_Requirement_
Write every line of the material out exactly as shown.

_Data excerpts_

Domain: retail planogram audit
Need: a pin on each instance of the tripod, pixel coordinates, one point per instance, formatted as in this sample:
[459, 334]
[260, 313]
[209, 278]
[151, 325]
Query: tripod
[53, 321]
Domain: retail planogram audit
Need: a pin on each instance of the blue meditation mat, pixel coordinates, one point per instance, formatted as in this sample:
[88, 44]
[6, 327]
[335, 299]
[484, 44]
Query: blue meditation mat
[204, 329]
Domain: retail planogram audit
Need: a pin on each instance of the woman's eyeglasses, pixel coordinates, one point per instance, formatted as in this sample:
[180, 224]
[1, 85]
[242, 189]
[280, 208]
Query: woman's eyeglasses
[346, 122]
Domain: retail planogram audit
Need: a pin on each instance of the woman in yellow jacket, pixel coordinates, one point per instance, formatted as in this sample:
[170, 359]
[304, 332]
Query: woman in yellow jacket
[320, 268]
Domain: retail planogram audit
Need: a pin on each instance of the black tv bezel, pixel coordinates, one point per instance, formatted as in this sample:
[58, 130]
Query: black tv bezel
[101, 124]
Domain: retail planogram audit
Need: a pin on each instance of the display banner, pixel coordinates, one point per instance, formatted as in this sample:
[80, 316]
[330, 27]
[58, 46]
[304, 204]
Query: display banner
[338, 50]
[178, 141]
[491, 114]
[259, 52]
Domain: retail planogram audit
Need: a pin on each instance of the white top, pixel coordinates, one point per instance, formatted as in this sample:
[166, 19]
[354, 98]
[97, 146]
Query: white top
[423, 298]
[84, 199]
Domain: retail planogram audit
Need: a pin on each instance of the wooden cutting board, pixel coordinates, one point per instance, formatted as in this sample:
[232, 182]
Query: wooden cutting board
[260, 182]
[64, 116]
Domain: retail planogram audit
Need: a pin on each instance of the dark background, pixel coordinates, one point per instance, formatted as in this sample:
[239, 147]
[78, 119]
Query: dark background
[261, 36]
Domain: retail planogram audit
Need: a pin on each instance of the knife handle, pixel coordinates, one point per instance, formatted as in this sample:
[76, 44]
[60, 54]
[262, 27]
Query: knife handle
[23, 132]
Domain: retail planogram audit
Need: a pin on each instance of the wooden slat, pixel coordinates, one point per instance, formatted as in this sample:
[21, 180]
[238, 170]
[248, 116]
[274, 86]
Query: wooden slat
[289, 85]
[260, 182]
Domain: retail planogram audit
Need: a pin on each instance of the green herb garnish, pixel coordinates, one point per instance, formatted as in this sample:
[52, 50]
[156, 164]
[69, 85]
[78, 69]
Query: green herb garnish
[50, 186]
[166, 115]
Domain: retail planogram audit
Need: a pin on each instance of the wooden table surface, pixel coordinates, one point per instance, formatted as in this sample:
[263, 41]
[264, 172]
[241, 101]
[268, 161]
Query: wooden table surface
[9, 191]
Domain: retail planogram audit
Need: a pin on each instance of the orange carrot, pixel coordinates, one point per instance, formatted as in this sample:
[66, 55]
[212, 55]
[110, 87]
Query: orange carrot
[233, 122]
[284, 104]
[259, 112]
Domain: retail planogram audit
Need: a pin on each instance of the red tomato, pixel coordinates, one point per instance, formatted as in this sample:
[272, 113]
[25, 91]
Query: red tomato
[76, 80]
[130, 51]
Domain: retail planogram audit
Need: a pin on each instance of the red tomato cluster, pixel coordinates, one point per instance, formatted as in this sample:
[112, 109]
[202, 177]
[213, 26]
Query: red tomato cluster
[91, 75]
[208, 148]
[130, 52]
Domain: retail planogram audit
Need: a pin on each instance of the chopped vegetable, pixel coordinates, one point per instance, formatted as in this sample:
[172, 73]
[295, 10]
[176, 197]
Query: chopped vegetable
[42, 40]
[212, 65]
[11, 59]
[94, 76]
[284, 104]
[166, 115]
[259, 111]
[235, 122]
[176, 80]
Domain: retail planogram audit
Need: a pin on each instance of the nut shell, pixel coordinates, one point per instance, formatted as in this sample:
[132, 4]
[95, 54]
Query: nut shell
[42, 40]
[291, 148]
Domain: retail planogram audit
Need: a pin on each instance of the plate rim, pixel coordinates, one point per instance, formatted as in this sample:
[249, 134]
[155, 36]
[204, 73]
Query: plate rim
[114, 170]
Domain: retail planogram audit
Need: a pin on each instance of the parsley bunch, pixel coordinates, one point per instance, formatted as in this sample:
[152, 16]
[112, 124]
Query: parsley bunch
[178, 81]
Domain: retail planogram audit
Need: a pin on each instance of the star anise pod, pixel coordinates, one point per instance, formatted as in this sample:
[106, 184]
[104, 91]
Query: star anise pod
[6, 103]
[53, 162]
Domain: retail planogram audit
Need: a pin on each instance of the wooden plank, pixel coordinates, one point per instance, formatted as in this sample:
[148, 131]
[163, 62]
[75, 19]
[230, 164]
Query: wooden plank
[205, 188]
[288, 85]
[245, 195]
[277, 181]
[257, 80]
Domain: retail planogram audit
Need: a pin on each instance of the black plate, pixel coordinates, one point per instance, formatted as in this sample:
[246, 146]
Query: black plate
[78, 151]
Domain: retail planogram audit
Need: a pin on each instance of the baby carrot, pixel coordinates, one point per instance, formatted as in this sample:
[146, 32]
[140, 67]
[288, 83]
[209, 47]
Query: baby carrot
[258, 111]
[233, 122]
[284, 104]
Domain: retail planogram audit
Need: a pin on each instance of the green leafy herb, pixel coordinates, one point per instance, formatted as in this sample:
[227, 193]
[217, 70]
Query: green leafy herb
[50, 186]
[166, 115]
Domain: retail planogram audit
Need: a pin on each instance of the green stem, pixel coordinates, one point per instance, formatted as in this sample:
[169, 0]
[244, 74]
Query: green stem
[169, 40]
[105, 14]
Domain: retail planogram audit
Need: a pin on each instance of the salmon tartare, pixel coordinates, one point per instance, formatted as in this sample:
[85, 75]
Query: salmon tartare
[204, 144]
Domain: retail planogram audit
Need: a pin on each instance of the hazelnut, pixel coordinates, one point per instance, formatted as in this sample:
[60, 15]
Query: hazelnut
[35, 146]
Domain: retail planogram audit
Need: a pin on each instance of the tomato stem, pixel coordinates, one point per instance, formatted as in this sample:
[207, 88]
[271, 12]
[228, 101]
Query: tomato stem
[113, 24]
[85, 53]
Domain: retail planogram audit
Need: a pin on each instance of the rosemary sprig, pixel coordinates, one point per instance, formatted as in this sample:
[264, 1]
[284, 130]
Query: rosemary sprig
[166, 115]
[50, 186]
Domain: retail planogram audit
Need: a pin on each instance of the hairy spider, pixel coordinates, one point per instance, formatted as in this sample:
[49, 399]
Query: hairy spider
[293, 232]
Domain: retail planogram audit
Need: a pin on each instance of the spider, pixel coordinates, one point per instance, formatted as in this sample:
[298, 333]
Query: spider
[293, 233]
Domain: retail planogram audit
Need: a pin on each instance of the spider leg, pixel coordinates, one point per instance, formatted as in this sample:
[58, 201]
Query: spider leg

_The reply_
Domain: retail planogram audit
Need: a pin on each instance of the tripod, pixel coordinates, one point per instance, formatted as in this sample:
[459, 334]
[260, 313]
[209, 278]
[151, 325]
Query: tripod
[53, 321]
Domain: retail planogram audit
Need: a pin on each instance of the blue meditation mat, pixel coordinates, one point per instance, formatted as in this sample:
[88, 44]
[6, 327]
[335, 299]
[484, 44]
Query: blue meditation mat
[204, 329]
Domain: retail planogram audit
Need: a pin on each instance of the woman's eyeglasses, pixel coordinates, one point per instance, formatted as in this sample:
[180, 224]
[1, 85]
[242, 189]
[280, 208]
Query: woman's eyeglasses
[346, 122]
Domain: retail planogram audit
Need: a pin on each instance of the woman in yellow jacket, pixel coordinates, one point per instance, formatted as in this sample:
[170, 359]
[304, 332]
Query: woman in yellow jacket
[320, 268]
Domain: retail planogram audit
Need: a pin on each instance of the black tv bezel, pixel coordinates, one point per instance, formatted as in this sample:
[58, 130]
Query: black tv bezel
[101, 124]
Domain: retail planogram audit
Need: a pin on each instance of the display banner, pixel coordinates, one point per instance, formatted as in this sample:
[80, 316]
[330, 27]
[58, 46]
[304, 204]
Query: display banner
[338, 50]
[178, 141]
[491, 114]
[259, 52]
Domain: retail planogram audit
Need: a pin on each instance of the white top, pixel coordinates, one point per instance, formatted as in this sample:
[166, 19]
[354, 98]
[97, 146]
Query: white top
[423, 298]
[84, 199]
Domain: retail planogram audit
Need: a pin on each instance of the wooden cutting board, pixel coordinates, one point per instance, formatted as in this sample:
[232, 182]
Query: wooden cutting board
[260, 182]
[64, 116]
Domain: retail planogram audit
Need: a pin on each instance of the dark background, pixel coordinates, one point per instance, formatted as in this sample:
[239, 147]
[78, 119]
Query: dark background
[261, 36]
Domain: retail planogram audit
Need: a pin on each instance of the knife handle, pixel coordinates, one point per instance, formatted as in this sample:
[76, 44]
[60, 54]
[262, 27]
Query: knife handle
[23, 132]
Domain: retail planogram audit
Need: a pin on each instance of the wooden slat, pixel coordinates, one point per instance, formatted as in this sample:
[21, 180]
[238, 170]
[248, 116]
[274, 86]
Query: wooden slat
[289, 85]
[260, 182]
Domain: retail planogram audit
Need: a pin on each instance of the green herb garnish, pixel coordinates, one point per instance, formatted as in this sample:
[52, 50]
[156, 164]
[69, 85]
[78, 69]
Query: green herb garnish
[50, 186]
[166, 115]
Domain: retail planogram audit
Need: a pin on each instance of the wooden table surface, pixel coordinates, one point per instance, formatted as in this sample:
[263, 41]
[264, 172]
[241, 101]
[268, 161]
Query: wooden table surface
[9, 191]
Domain: retail planogram audit
Need: a pin on each instance of the orange carrot, pixel coordinates, one point per instance, formatted as in this sample:
[66, 55]
[212, 55]
[110, 87]
Query: orange carrot
[233, 122]
[284, 104]
[259, 112]
Domain: retail planogram audit
Need: a pin on each instance of the red tomato, pixel coordinates, one point per instance, formatted as in this sample:
[272, 113]
[25, 91]
Query: red tomato
[76, 80]
[130, 51]
Domain: retail planogram audit
Need: a pin on each instance of the red tomato cluster, pixel coordinates, one point per instance, formatted as in this sample:
[112, 109]
[202, 177]
[213, 26]
Query: red tomato cluster
[91, 75]
[208, 148]
[130, 52]
Domain: retail planogram audit
Need: a pin on each instance of the chopped vegetable, pixel coordinates, one point per instance, formatted as in this sample:
[172, 73]
[295, 10]
[176, 197]
Query: chopped vegetable
[42, 40]
[212, 65]
[11, 59]
[94, 76]
[284, 104]
[166, 115]
[259, 111]
[235, 122]
[176, 80]
Domain: retail planogram audit
Need: a pin on each instance of the nut shell, pixel coordinates, one point per instance, formatted as in this sample:
[132, 4]
[95, 54]
Query: nut shell
[42, 40]
[291, 148]
Domain: retail planogram audit
Need: a pin on each instance of the plate rim, pixel coordinates, one point per instance, formatted as in this sample:
[249, 134]
[155, 36]
[204, 73]
Query: plate rim
[114, 170]
Domain: retail planogram audit
Need: a pin on each instance of the parsley bunch, pixel coordinates, one point per instance, formatted as in this sample:
[152, 16]
[112, 124]
Query: parsley bunch
[178, 81]
Domain: retail planogram audit
Need: a pin on each instance of the star anise pod, pixel coordinates, one point per instance, formatted as in this sample:
[106, 184]
[104, 91]
Query: star anise pod
[6, 103]
[53, 162]
Domain: retail planogram audit
Need: a pin on each instance of the wooden plank, pixel coordinates, one point per instance, formatted as in this sample:
[148, 131]
[163, 62]
[75, 19]
[230, 164]
Query: wooden plank
[205, 188]
[288, 85]
[245, 195]
[277, 181]
[257, 80]
Domain: retail planogram audit
Need: a pin on each instance of the black plate, pixel coordinates, one point per instance, formatted as in this sample:
[246, 146]
Query: black plate
[78, 151]
Domain: retail planogram audit
Need: a pin on each instance of the baby carrot, pixel coordinates, one point per instance, formatted as in this sample:
[146, 32]
[140, 67]
[288, 83]
[209, 47]
Query: baby carrot
[258, 111]
[233, 122]
[284, 104]
Domain: retail planogram audit
Need: a pin on each instance of the green leafy herb, pixel coordinates, one point per instance, formatted as in this sample:
[227, 193]
[217, 70]
Query: green leafy herb
[50, 186]
[166, 115]
Domain: retail planogram audit
Need: a pin on each instance of the green stem, pixel coordinates, one point per instance, formatted as in this sample:
[169, 0]
[244, 74]
Query: green stem
[169, 40]
[105, 14]
Domain: retail planogram audit
Need: a pin on each instance of the salmon tartare, pixel coordinates, one point per instance, formatted as in this sample:
[85, 75]
Query: salmon tartare
[204, 144]
Domain: retail planogram audit
Need: a pin on each instance of the hazelnut, pixel coordinates, one point per instance, formatted as in this sample:
[60, 15]
Query: hazelnut
[35, 146]
Domain: retail planogram audit
Need: a pin on each instance of the tomato stem, pixel coordinates, one point per instance, formatted as in this sample:
[207, 88]
[271, 12]
[228, 101]
Query: tomato stem
[113, 24]
[85, 53]
Domain: retail planogram audit
Need: a pin on each instance of the rosemary sprig, pixel coordinates, one point per instance, formatted as in this sample:
[264, 1]
[284, 130]
Query: rosemary sprig
[166, 115]
[50, 186]
Domain: retail planogram audit
Need: a pin on each instance of the hairy spider, pixel coordinates, one point per instance, formatted as in this sample:
[49, 399]
Query: hairy spider
[293, 232]
Domain: retail planogram audit
Need: a pin on each instance of the spider, pixel coordinates, one point per instance, formatted as in this sample:
[298, 333]
Query: spider
[293, 233]
Domain: retail planogram audit
Need: a pin on each instance of the spider leg, pixel coordinates, one point per instance, formatted as in this sample:
[58, 201]
Query: spider leg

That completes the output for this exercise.